> TEXT UNDER STUDY:
▼
?openAI framework for POMDP and reward discounting problem


#1

Hi all,
I created a simple gym environment with a mock game think scrabble, but with betting like blackjack.
(i know brilliant).

Overview:
Essentially the observable state is what the scrabble board shows, what YOUR private tiles are and how much can you win if you play the winning tile combo. Action space is: Discrete(10) and Box(0,100)
The game is essentially partially observable/incomplete markov process. You get no reward until game is done. Each game has a different number of moves.

_reset: sets the board to blank, gives each player a tile, and restores available cash
_step(action): if action is valid, tile is played and x amount $ are wagered.
^
L returns nextState (tiles, money, board), reward (only if game is done you get the cash if you won or -cash if you lost) , isGameDone

My Problem
You can’t simply sample states (from which you then choose a random action) and see what happens.
The reason you can’t randomly sample is that you have to play up to a state in order for it to be "realistic"
Does that make sense?

My Question

  1. In the expert opinion, what do you think would be best approach in training such an agent that operates in the realm of incomplete information such as in my game?
  2. Is there a clever way to discount rewards over moves that is not linear?
    • in my game your reward is money-you-wagered x2 during game, where each move played has a differing amount of money wagered (i.e. 5 moves, money wagered 0,10,0,0,20 for a total of 30 wagered).

Incoherent thought (skip this)
I have massive amounts of compute power (4x 1080 and 32 threads) on my desktop. I started writing a coda kernel that uses a simple neural network, with the goal of doing monte carlo.

ie. with given policy play x moves vs opponent using same policy, permuting the tiles he was given.
then play move that has best score, and continue until game over.
=> when x monte carlo sampled games are played, retrain the policy on new games as the desired
optimal moves.

(after reading Dr Sutton’s Book, in record time might I add, I realized I am not the smartest man in world). Hence I would like to work with the openAI package if possible, but I am not exactly sure if it would be applicable to my problem above, but CUDA is oh so very annoying please help a newb out.


#2

Addendum:
figured out the solution for my problem.

Ultimately, the results of trying to solve a continuous action-space were infinitely less impressive than chopping up the action space into n-available bins.

IMHO (not doing calculus aint nobody got time for that) as the number of bins goes towards infinity, you should be able to have a solution for a continuous control problem using discrete steps of 1/n.

And it also seems possible to chop up the action space into a very small number of bins initially and then as you discover the most promising/hot-zone bin, you can divide it up into more bins/buckets, meaning you don’t have to sample the action space uniformly. Will this get you stuck in local minima? Spoiler (oh yea). However, the problem becomes small enough that you can re-assure yourself that you are not in a local minima in real-time.
▲
> WORK TASK: Transcribe the forum thread above word for word, starting with "1. In the expert" and going on through "of 30 wagered).".

Pointing data for referring expressions
▼
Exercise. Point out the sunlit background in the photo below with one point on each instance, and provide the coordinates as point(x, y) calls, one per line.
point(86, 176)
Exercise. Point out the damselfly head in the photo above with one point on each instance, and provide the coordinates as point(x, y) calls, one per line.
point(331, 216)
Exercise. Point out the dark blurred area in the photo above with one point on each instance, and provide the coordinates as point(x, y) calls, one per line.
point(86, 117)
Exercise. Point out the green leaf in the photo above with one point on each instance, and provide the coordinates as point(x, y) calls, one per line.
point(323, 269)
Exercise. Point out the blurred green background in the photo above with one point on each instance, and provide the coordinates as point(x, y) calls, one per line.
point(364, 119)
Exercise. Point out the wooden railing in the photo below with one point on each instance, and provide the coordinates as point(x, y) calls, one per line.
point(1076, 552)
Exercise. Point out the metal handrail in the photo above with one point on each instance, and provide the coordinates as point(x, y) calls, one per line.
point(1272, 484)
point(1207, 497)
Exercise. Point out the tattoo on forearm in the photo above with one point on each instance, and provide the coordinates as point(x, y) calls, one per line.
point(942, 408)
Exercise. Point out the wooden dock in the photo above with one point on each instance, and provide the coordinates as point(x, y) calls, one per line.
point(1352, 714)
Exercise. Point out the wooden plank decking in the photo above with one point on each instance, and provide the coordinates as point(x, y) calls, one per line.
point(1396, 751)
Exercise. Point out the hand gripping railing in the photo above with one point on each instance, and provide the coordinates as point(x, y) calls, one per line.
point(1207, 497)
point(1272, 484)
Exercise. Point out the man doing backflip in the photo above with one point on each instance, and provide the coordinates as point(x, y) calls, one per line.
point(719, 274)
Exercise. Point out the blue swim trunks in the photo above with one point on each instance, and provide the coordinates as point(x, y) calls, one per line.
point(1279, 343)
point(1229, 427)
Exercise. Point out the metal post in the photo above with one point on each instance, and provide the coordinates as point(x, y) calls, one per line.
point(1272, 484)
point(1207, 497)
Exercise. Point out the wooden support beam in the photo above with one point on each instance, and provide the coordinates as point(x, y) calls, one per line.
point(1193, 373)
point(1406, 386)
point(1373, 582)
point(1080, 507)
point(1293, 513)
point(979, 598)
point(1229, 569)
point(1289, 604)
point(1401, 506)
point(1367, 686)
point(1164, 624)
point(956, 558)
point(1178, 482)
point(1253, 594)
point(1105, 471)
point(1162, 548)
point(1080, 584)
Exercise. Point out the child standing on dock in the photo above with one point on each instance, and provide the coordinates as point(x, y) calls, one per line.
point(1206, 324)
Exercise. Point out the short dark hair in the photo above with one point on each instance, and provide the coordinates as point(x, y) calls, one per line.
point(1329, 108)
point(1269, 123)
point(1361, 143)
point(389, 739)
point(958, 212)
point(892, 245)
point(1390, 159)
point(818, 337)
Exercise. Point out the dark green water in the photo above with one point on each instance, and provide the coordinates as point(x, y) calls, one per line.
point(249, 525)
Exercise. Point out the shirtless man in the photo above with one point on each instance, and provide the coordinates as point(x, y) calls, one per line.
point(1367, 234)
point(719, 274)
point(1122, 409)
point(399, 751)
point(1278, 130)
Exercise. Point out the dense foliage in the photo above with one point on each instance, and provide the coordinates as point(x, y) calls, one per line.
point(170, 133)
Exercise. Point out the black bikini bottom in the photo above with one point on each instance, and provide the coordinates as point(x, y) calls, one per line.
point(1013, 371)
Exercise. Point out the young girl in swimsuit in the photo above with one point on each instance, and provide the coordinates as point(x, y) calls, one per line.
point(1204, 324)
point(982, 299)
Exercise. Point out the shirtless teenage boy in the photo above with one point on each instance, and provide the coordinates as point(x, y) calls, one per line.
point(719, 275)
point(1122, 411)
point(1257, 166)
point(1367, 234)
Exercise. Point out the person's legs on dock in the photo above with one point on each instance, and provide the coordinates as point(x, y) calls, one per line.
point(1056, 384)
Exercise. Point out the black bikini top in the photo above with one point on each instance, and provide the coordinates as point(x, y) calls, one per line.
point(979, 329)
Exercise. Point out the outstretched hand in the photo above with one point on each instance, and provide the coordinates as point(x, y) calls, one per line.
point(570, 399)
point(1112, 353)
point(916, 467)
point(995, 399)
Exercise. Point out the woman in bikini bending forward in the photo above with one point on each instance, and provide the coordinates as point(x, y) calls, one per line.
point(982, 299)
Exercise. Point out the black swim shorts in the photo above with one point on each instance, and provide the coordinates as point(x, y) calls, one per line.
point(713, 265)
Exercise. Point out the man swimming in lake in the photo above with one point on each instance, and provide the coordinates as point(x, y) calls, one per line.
▲
> ANSWER FOR THIS EXERCISE:
1. In the expert opinion, what do you think would be best approach in training such an agent that operates in the realm of incomplete information such as in my game?
  2. Is there a clever way to discount rewards over moves that is not linear?
    • in my game your reward is money-you-wagered x2 during game, where each move played has a differing amount of money wagered (i.e. 5 moves, money wagered 0,10,0,0,20 for a total of 30 wagered).